-- Exercise instructions --
Print verbatim the lines from the beginning of the entries through the line containing "the tire, one", both ends included. Pictures should be left out.

-- Data extracts --
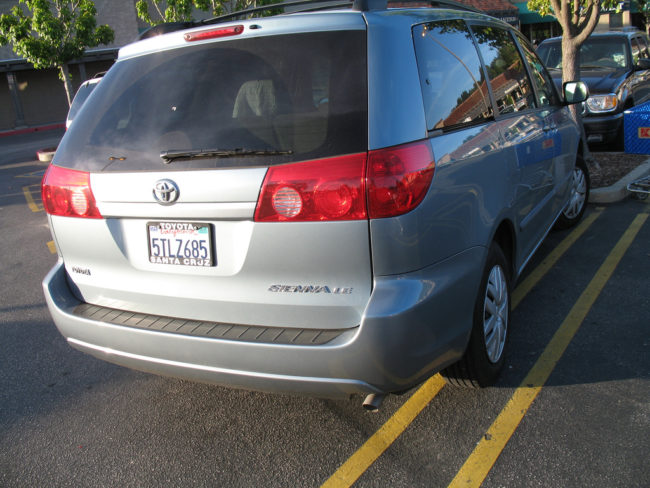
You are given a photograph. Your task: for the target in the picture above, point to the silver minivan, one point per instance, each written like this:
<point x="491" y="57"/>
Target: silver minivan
<point x="331" y="203"/>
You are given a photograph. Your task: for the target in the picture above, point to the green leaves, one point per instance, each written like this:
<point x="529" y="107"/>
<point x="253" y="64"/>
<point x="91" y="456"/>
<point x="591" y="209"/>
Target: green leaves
<point x="50" y="34"/>
<point x="56" y="32"/>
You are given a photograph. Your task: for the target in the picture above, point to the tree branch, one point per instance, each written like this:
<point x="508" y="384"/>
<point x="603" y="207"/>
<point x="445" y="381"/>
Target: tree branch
<point x="589" y="24"/>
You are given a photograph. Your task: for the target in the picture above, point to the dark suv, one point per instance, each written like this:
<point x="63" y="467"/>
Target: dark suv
<point x="616" y="68"/>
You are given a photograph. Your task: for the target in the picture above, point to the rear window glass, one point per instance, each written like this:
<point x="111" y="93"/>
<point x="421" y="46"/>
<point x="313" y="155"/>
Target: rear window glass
<point x="79" y="99"/>
<point x="302" y="95"/>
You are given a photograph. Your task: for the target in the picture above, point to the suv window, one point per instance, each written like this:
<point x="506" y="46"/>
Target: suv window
<point x="453" y="85"/>
<point x="510" y="85"/>
<point x="303" y="93"/>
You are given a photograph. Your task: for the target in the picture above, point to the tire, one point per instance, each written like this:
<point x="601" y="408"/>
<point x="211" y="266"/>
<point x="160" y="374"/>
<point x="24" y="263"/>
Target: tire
<point x="484" y="357"/>
<point x="579" y="198"/>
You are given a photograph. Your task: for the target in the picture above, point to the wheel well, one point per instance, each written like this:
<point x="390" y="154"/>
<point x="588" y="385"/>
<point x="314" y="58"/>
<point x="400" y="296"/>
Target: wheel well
<point x="505" y="237"/>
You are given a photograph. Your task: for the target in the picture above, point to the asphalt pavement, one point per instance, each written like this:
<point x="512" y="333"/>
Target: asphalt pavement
<point x="580" y="331"/>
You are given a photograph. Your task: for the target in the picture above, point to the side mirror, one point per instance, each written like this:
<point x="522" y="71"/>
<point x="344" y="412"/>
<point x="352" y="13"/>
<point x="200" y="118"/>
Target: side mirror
<point x="575" y="92"/>
<point x="643" y="63"/>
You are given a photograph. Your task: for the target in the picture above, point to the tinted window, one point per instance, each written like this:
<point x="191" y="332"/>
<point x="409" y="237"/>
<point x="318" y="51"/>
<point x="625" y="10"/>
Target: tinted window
<point x="543" y="83"/>
<point x="510" y="86"/>
<point x="643" y="46"/>
<point x="79" y="99"/>
<point x="636" y="51"/>
<point x="304" y="94"/>
<point x="453" y="86"/>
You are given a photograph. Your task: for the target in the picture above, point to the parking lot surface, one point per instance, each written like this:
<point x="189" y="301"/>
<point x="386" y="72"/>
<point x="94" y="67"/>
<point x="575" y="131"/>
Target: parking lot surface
<point x="572" y="409"/>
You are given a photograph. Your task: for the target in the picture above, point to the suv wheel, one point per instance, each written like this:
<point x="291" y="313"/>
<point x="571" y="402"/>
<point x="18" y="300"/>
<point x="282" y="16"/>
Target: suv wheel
<point x="577" y="205"/>
<point x="484" y="357"/>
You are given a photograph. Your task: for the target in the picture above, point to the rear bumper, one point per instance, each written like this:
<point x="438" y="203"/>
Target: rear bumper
<point x="603" y="129"/>
<point x="413" y="326"/>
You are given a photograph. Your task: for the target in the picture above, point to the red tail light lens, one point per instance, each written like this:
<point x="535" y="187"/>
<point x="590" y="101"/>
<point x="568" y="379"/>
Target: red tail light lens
<point x="214" y="33"/>
<point x="326" y="189"/>
<point x="67" y="193"/>
<point x="398" y="178"/>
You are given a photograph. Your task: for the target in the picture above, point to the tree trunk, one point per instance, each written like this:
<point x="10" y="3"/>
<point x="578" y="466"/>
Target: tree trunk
<point x="571" y="72"/>
<point x="64" y="74"/>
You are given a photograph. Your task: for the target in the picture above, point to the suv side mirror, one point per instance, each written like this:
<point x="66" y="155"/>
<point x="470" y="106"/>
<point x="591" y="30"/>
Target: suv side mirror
<point x="575" y="92"/>
<point x="642" y="64"/>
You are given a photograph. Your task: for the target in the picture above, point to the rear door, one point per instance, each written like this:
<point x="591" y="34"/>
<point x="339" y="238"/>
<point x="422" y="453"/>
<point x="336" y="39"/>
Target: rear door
<point x="178" y="144"/>
<point x="530" y="131"/>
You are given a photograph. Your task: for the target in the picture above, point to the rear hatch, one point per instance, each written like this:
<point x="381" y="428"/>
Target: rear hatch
<point x="180" y="144"/>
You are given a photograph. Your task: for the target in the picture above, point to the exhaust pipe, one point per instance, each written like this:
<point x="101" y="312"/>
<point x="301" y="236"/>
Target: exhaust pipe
<point x="373" y="401"/>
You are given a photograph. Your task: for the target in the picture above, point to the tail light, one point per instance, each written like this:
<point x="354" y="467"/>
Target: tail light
<point x="398" y="178"/>
<point x="382" y="183"/>
<point x="67" y="193"/>
<point x="325" y="189"/>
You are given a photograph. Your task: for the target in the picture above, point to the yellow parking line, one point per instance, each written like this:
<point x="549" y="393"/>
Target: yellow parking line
<point x="549" y="261"/>
<point x="480" y="462"/>
<point x="370" y="451"/>
<point x="30" y="200"/>
<point x="381" y="440"/>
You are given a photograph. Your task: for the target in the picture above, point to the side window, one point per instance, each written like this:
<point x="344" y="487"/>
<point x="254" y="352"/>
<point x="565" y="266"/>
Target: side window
<point x="510" y="85"/>
<point x="543" y="83"/>
<point x="636" y="50"/>
<point x="644" y="47"/>
<point x="453" y="86"/>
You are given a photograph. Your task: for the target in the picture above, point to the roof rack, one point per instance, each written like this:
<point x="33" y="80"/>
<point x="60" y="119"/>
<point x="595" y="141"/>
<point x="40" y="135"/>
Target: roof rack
<point x="298" y="6"/>
<point x="456" y="5"/>
<point x="314" y="5"/>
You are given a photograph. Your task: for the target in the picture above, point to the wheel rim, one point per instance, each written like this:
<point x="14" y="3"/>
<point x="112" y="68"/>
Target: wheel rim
<point x="495" y="314"/>
<point x="578" y="194"/>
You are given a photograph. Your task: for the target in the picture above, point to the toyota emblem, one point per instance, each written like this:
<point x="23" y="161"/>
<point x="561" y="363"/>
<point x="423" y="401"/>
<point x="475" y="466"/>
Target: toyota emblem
<point x="165" y="192"/>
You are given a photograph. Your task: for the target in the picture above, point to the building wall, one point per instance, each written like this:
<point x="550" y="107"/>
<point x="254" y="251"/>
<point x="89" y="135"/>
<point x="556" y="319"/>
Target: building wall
<point x="40" y="93"/>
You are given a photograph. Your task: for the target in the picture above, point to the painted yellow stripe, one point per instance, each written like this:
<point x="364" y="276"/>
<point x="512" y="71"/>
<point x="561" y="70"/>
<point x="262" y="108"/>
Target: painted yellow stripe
<point x="369" y="452"/>
<point x="30" y="200"/>
<point x="480" y="462"/>
<point x="549" y="261"/>
<point x="381" y="440"/>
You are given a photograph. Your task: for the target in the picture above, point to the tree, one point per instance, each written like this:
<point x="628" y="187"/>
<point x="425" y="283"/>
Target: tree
<point x="181" y="10"/>
<point x="643" y="6"/>
<point x="165" y="10"/>
<point x="578" y="19"/>
<point x="50" y="39"/>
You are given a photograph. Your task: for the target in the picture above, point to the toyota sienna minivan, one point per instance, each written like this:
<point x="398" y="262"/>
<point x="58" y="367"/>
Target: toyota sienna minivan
<point x="331" y="202"/>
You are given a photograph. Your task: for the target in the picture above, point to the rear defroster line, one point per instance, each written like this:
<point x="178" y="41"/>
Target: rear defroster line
<point x="374" y="447"/>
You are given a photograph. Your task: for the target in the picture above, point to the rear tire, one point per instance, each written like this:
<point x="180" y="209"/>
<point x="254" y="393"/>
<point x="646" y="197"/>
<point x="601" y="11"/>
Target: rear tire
<point x="485" y="354"/>
<point x="579" y="198"/>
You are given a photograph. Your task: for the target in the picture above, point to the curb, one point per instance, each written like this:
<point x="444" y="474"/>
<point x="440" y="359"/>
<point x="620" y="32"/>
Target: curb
<point x="27" y="130"/>
<point x="618" y="191"/>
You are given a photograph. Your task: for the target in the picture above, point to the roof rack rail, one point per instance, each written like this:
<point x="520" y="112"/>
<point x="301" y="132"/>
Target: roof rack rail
<point x="164" y="28"/>
<point x="313" y="5"/>
<point x="367" y="5"/>
<point x="309" y="6"/>
<point x="456" y="5"/>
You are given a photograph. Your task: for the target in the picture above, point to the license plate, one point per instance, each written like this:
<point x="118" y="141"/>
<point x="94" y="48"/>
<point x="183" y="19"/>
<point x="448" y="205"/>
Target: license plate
<point x="180" y="243"/>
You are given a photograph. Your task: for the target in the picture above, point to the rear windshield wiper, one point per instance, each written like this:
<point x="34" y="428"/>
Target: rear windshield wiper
<point x="181" y="155"/>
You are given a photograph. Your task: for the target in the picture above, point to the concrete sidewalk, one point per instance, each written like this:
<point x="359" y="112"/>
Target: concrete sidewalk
<point x="618" y="191"/>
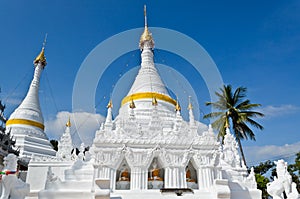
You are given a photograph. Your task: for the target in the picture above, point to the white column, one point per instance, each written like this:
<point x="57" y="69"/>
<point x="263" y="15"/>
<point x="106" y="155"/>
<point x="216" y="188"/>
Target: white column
<point x="138" y="178"/>
<point x="205" y="177"/>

-- Solution below --
You are given a photograph. Your task: for the target in the picture above, point to the silver minivan, one point per instance, each written like this:
<point x="491" y="57"/>
Target: silver minivan
<point x="331" y="203"/>
You are given a photograph. Your task: for the target in the picture above, point to the green leaves, one point per instance, each written like this:
<point x="529" y="107"/>
<point x="253" y="64"/>
<point x="91" y="456"/>
<point x="591" y="209"/>
Target: green leaves
<point x="50" y="34"/>
<point x="56" y="32"/>
You are given a photograph. Your task: for the target in the picture above, point to the tree branch, one point per instance, each written like this:
<point x="508" y="384"/>
<point x="603" y="207"/>
<point x="445" y="381"/>
Target: tree branch
<point x="589" y="24"/>
You are given a photograph. Your task: for the target in the picture above, point to the dark suv, one point per instance, each written like this:
<point x="63" y="467"/>
Target: dark suv
<point x="616" y="68"/>
You are given a photograph. Your task: for the target in the picture above, point to the rear window glass, one point per instance, each written like this:
<point x="111" y="93"/>
<point x="421" y="46"/>
<point x="313" y="155"/>
Target: rear window glass
<point x="79" y="99"/>
<point x="302" y="95"/>
You are given a photograph. Your task: for the target in the picture above, point to the suv window, one point per instance, each written like this:
<point x="506" y="46"/>
Target: suv window
<point x="453" y="85"/>
<point x="510" y="85"/>
<point x="303" y="93"/>
You are given a photograph. Your task: for the target in the picture above, point to the tire, one point per instance, each written like this:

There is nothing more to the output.